What you are asked to do
Do these statements agree with the text on the water-cooled GSX-R years: (a) the 1995 WS dropped the asymmetrical swingarm for a race-style braced one, (b) the 1994 WR received a new frame, (c) the GSX-R1000 arrived immediately after GSX-R1100 production ended? Answer yes or no for each, quoting the deciding words of the text.

Text block

+ + + +

The 1993 "WP" model saw major engine changes with the introduction of water cooling and several significant chassis changes. The move away from oil cooling allowed an increase in power, bringing total output to 155 hp-metric at the crank and introduced another very strong, reliable and extremely tunable Suzuki engine (Performance Bike in the UK reported on one taken to over 190 bhp at the wheel without the use of a turbocharger or nitrous oxide injection).

A new stiffer, largely forged, five-sided pentagonal cross-section frame was introduced along with an asymmetrical "banana" swing-arm. Larger Nissin six-piston brake calipers were fitted. The bike's weight also went up slightly, finally passing the 500-pound mark Suzuki had been flirting with for years, but the overall look of the bike remained essentially the same as previous models. The 1994 "WR" only saw color changes.

Throughout the water-cooled years (1993–1998), the GSX-R's design saw only one major revision with the launch of the 1995 "WS"; everything else on the 1996 "WT", 1997 "WV" and 1998 "WW" models were restricted to color and graphics changes.

In keeping with the usual model development this followed many of the same changes introduced to previous year's GSX-R750WR (also known as the SP). Minor but significant changes were made to the suspension (better quality 43 mm USD forks replaced the 41 mm USD forks used on the WP and WR models), the ignition and the cams (putting back the stack of bottom end and mid range pull many believed had gone AWOL with the WP and WR models).

The 1995 WS and onward models also featured a race-style braced swingarm (in place of the asymmetrical "banana" swingarm found on the WP and WR models). Overall peak power (approximately 133 bhp at the rear wheel - which made the enormous factory claims of 155 bhp at the crank credible) was unchanged but the torque curve on the bike was improved. The 1995 models saw weight reduced to 221 kg (487 lb) in the UK market. Some aerodynamic modifications were also introduced: most obviously narrowing the frontal area and reducing the size of the front fairing, while the separate daytime running lights were removed and incorporated into a new narrower twin headlamp cluster.

These bikes are considered the easiest to live with and the most well rounded. Good fuel economy is possible (over 15.9 km/L at cruising speeds) and slight changes made to the foot peg position on the WS-on models made longer distances less daunting. The bike had become a highly competent and monstrously fast sports-touring machine: Superbike measured the WS model achieving a top speed of 177 mph in 1995 sports-touring machine; a far cry from its race-born origins.

The design had reached its fullest form in the mid-1990s - but in terms of cutting-edge sports bike design, it was outdated and left behind as competition spurred the development of more powerful, lighter sport bikes. This was demonstrated most clearly than Suzuki's own brand-new 1996 GSX-R750WT, a return to the ultra-lightweight with a new "SRAD" beam frame, which offered approx 115 bhp at the rear wheel when coupled with the added boost from the new pressurized airbox design (always particularly efficient on Suzuki's - Fast Bikes in the UK once measured a full 10 bhp increase in power on the Crescent Racing shop's dyno and wind tunnel at 120 mph in 2003 with a GSX-R1000). All at a chassis weight "cost" on the GSX-R750WT of only 179 kg (394 lb).

Clearly Suzuki were returning the GSX-Rs to their race-bred roots. While Suzuki showed a great attachment to the cradle frame however, that the GSX-R250 and GSX-R400 used an alloy beam frame in the 1986-1989 (inclusive) model years.

1998 saw the last GSX-R1100s roll off the assembly line and - despite its popularity in its heyday - there were no complaints as production was quietly stopped. Suzuki would be without a big-bore sport bike for three years before the GSX-R1000 was released.

Despite tens of thousands of GSX-R1100s being produced and sold all over the world, original examples in good condition have become uncommon. Many were ridden hard and often crashed. As a result, they became and remain a popular starting point for street fighter modifications and customs.

+ + + +

Dataset entries
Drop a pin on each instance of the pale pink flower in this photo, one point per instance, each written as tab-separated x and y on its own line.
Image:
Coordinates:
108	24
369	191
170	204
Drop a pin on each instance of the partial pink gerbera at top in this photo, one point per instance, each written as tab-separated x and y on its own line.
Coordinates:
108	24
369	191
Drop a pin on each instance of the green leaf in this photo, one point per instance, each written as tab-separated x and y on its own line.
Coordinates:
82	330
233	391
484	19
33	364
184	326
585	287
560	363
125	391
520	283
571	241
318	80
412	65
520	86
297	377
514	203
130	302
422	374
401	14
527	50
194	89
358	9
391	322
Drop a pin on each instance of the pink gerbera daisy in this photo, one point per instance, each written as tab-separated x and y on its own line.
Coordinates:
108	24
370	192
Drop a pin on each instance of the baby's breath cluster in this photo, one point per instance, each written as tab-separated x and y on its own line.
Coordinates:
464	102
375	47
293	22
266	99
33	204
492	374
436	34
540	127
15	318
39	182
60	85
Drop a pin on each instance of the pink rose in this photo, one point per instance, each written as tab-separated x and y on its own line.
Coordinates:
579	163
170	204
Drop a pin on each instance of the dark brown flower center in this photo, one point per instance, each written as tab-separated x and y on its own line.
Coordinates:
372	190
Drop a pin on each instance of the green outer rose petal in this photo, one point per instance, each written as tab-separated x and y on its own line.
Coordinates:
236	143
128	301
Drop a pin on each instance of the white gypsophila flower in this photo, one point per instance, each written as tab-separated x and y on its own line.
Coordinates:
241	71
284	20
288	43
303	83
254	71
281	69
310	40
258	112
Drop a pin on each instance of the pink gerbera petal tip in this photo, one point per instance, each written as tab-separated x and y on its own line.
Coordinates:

+ + + +

Exercise response
(a) Yes: "The 1995 WS and onward models also featured a race-style braced swingarm (in place of the asymmetrical "banana" swingarm found on the WP and WR models)."
(b) No: "The 1994 "WR" only saw color changes."
(c) No: "Suzuki would be without a big-bore sport bike for three years before the GSX-R1000 was released."